▸ **Required task**
Count the rows below that contain the string "blue", and reply with that number only.

▸ **Exercise data**
*****

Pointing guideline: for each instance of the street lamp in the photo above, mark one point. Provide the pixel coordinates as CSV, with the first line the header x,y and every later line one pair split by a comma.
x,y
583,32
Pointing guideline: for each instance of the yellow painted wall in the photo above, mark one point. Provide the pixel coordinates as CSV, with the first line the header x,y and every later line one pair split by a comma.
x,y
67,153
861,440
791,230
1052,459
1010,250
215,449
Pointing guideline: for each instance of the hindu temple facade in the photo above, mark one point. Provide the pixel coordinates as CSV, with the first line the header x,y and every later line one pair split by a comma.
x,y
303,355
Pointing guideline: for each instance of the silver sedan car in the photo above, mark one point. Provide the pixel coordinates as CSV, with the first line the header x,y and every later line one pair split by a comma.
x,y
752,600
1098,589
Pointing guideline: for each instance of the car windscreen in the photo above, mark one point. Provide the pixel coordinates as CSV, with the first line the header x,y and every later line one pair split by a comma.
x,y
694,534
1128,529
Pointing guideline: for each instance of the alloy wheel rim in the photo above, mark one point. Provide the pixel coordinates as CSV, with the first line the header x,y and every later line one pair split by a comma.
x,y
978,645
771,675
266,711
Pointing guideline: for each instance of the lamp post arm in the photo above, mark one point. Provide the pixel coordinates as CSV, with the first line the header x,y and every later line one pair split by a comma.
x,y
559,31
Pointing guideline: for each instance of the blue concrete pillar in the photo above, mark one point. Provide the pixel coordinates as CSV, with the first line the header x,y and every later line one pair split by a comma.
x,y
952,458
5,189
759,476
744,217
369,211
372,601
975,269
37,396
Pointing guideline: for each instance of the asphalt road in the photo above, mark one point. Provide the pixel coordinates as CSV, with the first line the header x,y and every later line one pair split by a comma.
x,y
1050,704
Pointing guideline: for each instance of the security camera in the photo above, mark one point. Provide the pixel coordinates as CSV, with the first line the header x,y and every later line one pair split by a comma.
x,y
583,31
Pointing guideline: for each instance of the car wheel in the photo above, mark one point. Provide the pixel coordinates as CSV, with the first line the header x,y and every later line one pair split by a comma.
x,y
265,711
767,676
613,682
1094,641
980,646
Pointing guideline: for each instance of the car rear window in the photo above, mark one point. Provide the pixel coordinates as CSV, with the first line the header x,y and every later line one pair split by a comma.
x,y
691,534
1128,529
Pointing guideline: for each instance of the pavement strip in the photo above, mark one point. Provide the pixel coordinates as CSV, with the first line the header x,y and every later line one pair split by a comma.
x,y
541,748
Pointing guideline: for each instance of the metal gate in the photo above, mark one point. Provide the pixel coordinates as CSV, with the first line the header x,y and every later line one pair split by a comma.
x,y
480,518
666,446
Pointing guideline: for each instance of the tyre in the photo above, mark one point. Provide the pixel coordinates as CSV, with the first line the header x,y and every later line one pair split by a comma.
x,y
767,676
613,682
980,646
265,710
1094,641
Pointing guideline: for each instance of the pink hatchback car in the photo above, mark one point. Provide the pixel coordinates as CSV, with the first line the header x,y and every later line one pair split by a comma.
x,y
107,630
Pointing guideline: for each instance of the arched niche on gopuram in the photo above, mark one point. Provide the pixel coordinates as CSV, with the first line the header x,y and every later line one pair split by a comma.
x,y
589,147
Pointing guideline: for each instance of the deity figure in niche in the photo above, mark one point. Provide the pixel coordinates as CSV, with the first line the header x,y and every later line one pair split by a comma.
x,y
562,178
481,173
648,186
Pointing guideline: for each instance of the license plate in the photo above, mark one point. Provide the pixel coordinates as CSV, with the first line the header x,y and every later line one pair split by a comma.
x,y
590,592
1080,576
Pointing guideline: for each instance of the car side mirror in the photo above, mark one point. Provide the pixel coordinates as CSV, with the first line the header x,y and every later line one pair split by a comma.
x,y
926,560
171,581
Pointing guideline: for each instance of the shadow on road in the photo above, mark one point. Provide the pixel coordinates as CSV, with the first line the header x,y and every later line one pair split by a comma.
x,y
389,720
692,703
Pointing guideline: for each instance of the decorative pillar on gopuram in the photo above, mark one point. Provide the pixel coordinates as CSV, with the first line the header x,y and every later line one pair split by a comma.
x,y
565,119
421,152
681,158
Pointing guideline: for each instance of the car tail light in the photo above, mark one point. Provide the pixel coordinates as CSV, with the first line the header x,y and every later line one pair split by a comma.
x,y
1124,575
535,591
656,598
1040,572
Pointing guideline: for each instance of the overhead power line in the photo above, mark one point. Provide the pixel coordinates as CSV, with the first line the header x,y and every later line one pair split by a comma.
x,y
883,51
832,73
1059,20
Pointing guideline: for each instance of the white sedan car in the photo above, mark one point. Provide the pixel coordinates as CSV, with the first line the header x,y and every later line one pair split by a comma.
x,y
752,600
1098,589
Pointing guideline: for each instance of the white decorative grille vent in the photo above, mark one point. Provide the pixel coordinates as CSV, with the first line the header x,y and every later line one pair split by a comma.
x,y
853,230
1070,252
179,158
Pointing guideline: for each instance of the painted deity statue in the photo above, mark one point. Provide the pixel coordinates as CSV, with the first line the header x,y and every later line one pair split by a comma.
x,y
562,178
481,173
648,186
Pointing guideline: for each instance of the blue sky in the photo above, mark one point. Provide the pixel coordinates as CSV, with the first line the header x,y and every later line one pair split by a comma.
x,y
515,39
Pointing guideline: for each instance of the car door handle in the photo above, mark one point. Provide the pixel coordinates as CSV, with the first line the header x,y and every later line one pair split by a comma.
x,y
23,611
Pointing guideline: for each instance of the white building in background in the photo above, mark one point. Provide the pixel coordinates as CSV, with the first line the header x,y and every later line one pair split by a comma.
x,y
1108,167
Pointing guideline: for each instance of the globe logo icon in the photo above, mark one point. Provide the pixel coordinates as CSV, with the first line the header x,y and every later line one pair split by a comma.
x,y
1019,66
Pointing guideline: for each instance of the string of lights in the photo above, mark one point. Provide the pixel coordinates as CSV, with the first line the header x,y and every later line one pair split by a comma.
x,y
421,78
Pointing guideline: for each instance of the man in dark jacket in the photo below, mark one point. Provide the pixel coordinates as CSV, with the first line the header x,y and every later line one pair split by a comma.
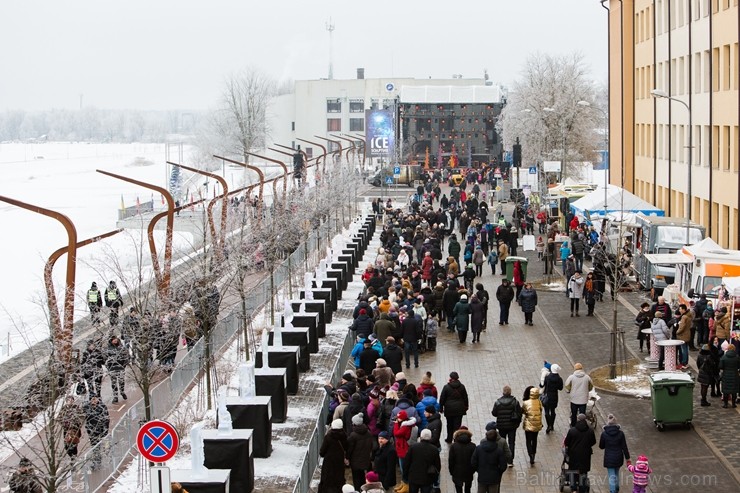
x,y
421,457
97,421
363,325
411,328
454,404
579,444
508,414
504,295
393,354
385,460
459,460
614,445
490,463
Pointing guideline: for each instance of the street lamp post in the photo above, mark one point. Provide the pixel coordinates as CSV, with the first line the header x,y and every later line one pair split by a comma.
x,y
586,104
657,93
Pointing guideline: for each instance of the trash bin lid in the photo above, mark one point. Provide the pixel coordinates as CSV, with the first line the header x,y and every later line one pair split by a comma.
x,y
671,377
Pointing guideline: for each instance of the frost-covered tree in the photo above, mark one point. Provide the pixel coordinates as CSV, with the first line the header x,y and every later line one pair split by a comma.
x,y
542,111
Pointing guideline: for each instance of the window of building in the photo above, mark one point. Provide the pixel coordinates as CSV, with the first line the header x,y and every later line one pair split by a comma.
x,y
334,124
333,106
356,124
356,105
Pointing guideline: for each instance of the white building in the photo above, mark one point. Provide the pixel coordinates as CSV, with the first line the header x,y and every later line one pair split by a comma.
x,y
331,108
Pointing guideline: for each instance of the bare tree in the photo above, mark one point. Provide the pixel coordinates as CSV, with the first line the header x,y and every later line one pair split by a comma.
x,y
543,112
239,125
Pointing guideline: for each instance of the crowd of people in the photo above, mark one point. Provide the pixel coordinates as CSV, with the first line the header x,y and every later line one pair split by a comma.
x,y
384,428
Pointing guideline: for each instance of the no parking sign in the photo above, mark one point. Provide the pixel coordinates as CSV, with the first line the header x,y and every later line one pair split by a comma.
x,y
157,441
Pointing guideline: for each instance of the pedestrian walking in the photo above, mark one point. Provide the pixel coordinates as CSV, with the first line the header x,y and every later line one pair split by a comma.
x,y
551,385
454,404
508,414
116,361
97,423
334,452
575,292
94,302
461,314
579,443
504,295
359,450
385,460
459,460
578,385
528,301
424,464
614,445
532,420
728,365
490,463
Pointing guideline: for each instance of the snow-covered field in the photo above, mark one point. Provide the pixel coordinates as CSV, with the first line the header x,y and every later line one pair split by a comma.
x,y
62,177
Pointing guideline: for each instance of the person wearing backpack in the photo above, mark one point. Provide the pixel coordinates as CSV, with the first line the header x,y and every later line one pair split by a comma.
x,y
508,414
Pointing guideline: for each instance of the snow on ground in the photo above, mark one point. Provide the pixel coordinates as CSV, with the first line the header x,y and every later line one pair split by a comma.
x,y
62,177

*****

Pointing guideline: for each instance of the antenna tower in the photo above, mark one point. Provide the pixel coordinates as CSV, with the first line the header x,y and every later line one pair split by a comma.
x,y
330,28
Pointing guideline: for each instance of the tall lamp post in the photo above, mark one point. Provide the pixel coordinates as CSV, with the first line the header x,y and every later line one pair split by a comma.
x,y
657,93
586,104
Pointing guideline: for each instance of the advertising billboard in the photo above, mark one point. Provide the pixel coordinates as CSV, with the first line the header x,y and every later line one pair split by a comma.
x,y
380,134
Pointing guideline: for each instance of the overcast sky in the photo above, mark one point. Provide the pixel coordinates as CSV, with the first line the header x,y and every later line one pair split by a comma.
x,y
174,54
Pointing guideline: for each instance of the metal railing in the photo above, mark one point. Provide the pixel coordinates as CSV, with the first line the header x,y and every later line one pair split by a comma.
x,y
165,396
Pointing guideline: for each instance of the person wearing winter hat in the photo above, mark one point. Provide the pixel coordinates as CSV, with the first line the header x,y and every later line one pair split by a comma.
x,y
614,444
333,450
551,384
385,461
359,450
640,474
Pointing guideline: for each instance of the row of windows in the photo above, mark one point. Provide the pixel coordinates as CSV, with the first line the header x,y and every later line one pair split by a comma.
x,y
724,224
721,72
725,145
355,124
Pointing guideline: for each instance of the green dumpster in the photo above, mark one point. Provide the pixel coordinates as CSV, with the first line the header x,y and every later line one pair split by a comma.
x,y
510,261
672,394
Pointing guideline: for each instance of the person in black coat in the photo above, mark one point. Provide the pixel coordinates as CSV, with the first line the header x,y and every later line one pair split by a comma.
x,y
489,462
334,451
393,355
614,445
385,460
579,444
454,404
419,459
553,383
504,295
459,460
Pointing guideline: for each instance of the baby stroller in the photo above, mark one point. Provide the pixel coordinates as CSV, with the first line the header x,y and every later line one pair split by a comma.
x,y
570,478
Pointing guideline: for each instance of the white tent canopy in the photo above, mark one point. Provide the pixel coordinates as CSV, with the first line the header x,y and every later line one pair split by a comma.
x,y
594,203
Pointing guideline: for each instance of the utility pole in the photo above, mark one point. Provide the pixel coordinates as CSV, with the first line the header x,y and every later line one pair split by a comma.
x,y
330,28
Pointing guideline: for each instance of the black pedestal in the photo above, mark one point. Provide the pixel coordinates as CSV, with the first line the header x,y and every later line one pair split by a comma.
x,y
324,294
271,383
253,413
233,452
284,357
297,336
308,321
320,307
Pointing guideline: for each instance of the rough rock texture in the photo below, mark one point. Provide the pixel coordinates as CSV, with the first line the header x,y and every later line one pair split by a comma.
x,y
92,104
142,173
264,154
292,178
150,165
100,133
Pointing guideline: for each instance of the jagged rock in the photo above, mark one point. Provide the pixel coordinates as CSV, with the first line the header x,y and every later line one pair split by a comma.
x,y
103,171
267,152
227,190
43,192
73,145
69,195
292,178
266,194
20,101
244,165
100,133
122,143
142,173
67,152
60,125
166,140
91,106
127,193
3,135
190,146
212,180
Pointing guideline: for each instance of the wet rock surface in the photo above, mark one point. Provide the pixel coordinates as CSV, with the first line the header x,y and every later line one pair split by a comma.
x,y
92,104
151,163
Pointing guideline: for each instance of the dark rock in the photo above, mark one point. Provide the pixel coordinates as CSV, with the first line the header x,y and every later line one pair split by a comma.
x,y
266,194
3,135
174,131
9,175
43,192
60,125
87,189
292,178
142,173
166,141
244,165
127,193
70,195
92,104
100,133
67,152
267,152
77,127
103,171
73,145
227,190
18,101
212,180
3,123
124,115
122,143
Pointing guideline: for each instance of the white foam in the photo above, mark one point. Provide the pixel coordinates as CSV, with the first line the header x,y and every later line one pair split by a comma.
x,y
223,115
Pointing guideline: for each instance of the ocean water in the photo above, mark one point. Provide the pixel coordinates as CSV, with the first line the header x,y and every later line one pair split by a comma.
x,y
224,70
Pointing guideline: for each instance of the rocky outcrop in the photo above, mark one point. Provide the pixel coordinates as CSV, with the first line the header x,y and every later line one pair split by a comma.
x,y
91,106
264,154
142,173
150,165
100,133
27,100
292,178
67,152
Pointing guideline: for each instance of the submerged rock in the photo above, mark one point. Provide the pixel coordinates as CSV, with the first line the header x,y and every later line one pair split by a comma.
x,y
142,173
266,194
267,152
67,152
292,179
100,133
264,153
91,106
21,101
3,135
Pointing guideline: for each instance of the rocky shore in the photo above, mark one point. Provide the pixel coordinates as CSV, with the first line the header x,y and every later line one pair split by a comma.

*****

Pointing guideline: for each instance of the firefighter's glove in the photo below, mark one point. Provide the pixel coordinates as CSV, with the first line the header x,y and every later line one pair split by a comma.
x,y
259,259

*****

▸ **Output for this exercise**
2